Saved entries:

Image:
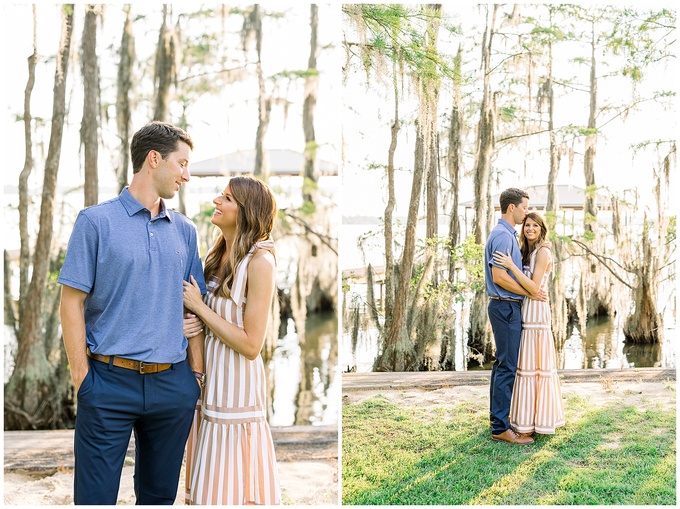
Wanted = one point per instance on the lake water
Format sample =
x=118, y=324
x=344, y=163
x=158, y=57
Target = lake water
x=601, y=347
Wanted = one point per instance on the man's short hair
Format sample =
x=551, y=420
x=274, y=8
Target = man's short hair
x=159, y=136
x=512, y=195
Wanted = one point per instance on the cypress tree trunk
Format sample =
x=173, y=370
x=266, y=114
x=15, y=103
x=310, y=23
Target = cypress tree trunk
x=33, y=397
x=123, y=107
x=479, y=337
x=89, y=138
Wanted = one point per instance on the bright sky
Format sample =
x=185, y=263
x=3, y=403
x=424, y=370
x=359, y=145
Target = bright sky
x=367, y=140
x=218, y=124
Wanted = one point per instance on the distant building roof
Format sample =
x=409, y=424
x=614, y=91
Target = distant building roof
x=568, y=197
x=281, y=162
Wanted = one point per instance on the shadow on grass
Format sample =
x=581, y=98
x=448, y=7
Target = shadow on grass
x=603, y=456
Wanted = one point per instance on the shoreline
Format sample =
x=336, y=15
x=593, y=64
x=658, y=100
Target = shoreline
x=39, y=467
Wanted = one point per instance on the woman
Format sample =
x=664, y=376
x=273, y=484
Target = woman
x=536, y=405
x=230, y=453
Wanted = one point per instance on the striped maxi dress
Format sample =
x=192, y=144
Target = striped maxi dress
x=230, y=452
x=536, y=404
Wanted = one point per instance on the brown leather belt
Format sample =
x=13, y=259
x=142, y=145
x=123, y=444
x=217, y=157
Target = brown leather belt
x=143, y=368
x=504, y=298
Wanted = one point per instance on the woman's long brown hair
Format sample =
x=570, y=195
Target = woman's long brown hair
x=524, y=243
x=255, y=222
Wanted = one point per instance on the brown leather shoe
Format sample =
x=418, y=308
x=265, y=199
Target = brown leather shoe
x=511, y=436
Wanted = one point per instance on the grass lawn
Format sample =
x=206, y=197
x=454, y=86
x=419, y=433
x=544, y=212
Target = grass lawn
x=405, y=454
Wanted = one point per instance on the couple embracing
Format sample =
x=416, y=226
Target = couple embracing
x=525, y=395
x=154, y=350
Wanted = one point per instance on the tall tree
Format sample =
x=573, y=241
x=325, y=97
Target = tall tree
x=165, y=67
x=123, y=106
x=315, y=287
x=480, y=332
x=311, y=169
x=252, y=29
x=25, y=249
x=32, y=398
x=89, y=126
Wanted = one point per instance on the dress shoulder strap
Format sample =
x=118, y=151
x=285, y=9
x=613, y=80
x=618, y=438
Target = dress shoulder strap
x=238, y=287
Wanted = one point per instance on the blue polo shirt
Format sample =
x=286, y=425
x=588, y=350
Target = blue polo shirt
x=503, y=238
x=132, y=267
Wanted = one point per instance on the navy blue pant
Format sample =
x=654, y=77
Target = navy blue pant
x=112, y=402
x=506, y=322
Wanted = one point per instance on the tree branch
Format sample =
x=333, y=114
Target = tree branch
x=326, y=240
x=602, y=259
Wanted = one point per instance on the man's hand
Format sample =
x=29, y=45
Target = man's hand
x=78, y=378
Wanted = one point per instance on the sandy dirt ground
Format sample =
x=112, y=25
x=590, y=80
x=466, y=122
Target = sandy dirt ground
x=302, y=483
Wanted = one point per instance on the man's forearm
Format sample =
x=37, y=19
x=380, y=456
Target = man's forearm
x=507, y=282
x=72, y=312
x=195, y=353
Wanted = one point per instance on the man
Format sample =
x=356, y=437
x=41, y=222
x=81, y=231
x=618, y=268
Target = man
x=505, y=312
x=121, y=315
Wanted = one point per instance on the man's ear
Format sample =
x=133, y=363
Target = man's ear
x=153, y=158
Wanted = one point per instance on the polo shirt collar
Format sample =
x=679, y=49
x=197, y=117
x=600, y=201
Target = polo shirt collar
x=505, y=224
x=132, y=206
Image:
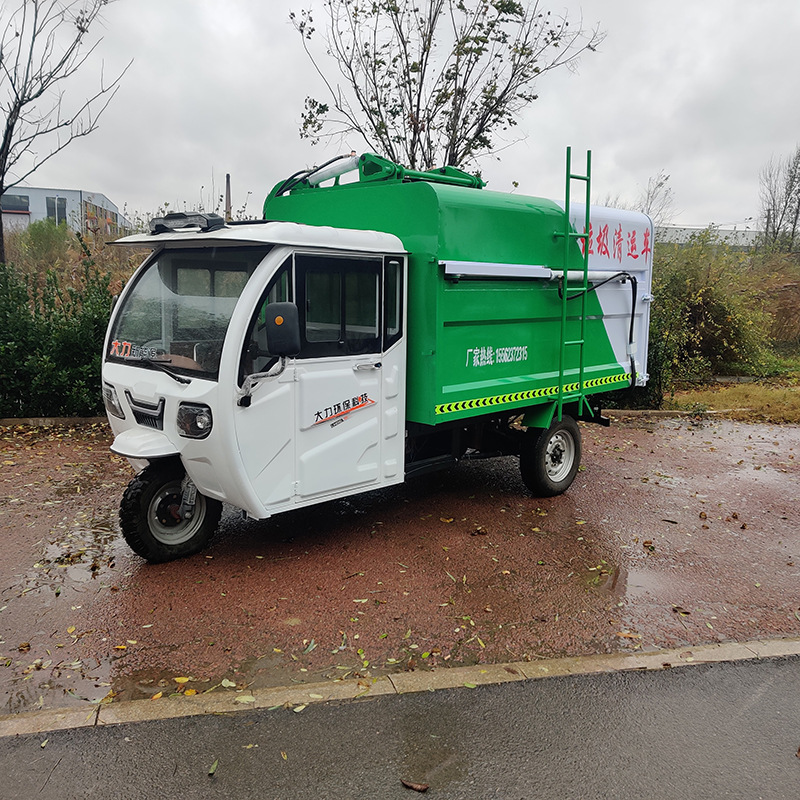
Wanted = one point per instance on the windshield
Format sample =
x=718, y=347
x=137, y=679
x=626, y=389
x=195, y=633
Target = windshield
x=177, y=313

*WHAT YOU WILL DO*: Copy every line of the material above word for word, leaving out the pictures.

*FULL SOLUTION*:
Image:
Wanted = one point per instance on the lake water
Format sample =
x=118, y=324
x=344, y=163
x=158, y=57
Target = lake water
x=601, y=347
Wanted = one point per instance on the man's short hair
Format sample =
x=551, y=420
x=274, y=8
Target = man's short hair
x=159, y=136
x=512, y=195
Wanted = one point per instance on the cypress tree trunk
Format sample =
x=173, y=370
x=266, y=114
x=15, y=103
x=310, y=23
Target = cypress tree trunk
x=33, y=397
x=123, y=107
x=479, y=337
x=89, y=138
Wanted = one point per instance on the bright sky
Format sample =
x=185, y=263
x=3, y=403
x=424, y=370
x=359, y=145
Target = bright sky
x=367, y=140
x=218, y=124
Wanted = one point per instance on the distant building roof
Format sample =
x=409, y=424
x=614, y=91
Target = distant building roof
x=568, y=197
x=281, y=162
Wanted = one point per instance on the shadow on grass
Format sample =
x=581, y=98
x=448, y=7
Target = shadow on grass
x=603, y=456
Wanted = one point per instance on the shoreline
Format sample =
x=336, y=15
x=593, y=64
x=658, y=100
Target = shoreline
x=39, y=467
Wanted = one point per instance on the woman
Format sample =
x=664, y=376
x=273, y=484
Target = woman
x=536, y=405
x=230, y=453
Wanted = one point per instance on the striped maxi dress
Format sample =
x=192, y=144
Target = striped maxi dress
x=230, y=452
x=536, y=404
Wanted = one point per instance on the brown leather belt
Format sample =
x=13, y=259
x=142, y=145
x=123, y=444
x=217, y=157
Target = brown leather belt
x=143, y=368
x=504, y=298
Wanted = one point per instance on the woman's long brown hair
Format sample =
x=570, y=195
Target = woman's long brown hair
x=524, y=243
x=255, y=222
Wanted = one point per instance on the brown leather shoe
Format sample =
x=418, y=308
x=265, y=199
Target = brown leather shoe
x=511, y=436
Wanted = one point per instance on the grass lawn
Format sample =
x=206, y=197
x=454, y=86
x=419, y=433
x=544, y=212
Target = grass lawn
x=405, y=454
Wanted = one point per instance on the couple embracing
Format sample =
x=416, y=226
Target = couple embracing
x=525, y=395
x=154, y=350
Wanted = one point per instance on the tall tree
Format sample =
x=573, y=241
x=325, y=97
Target = tall tree
x=165, y=67
x=123, y=106
x=315, y=287
x=480, y=332
x=311, y=169
x=252, y=29
x=25, y=249
x=32, y=398
x=89, y=126
Wanted = one point per instance on the dress shoulder strap
Format sample =
x=118, y=151
x=285, y=9
x=613, y=80
x=618, y=438
Target = dress shoulder strap
x=238, y=287
Wanted = one point per instance on the blue polo shirt
Format sample =
x=286, y=425
x=588, y=350
Target = blue polo shirt
x=503, y=238
x=132, y=267
Wanted = one point per instance on the navy blue pant
Format sample =
x=654, y=77
Target = navy blue pant
x=112, y=402
x=506, y=322
Wanted = one point per instance on the tree branch
Format sample =
x=333, y=114
Target = tree branch
x=326, y=240
x=602, y=259
Wanted = one point per instance on the man's hand
Format sample =
x=29, y=45
Target = man's hand
x=78, y=378
Wanted = one point per instance on the sandy dirt ground
Format sample =
x=112, y=25
x=590, y=80
x=466, y=122
Target = sandy dirt ground
x=302, y=483
Wanted = one point per instance on the man's forearm
Format sample =
x=37, y=19
x=380, y=456
Target = man's forearm
x=507, y=282
x=72, y=312
x=195, y=353
Wanted = one point per instance on the man
Format sample =
x=356, y=437
x=41, y=222
x=81, y=231
x=618, y=268
Target = man
x=505, y=312
x=121, y=315
Wanted = one point per instance on the man's ear
Format sample =
x=133, y=363
Target = man's ear
x=153, y=158
Wanted = one point per instance on the polo shirt collar
Format sample =
x=679, y=49
x=197, y=117
x=600, y=201
Target = polo shirt collar
x=505, y=224
x=132, y=206
Image:
Wanted = one point per instance on the windshield
Format sample =
x=718, y=347
x=137, y=679
x=626, y=389
x=195, y=633
Target = windshield
x=177, y=313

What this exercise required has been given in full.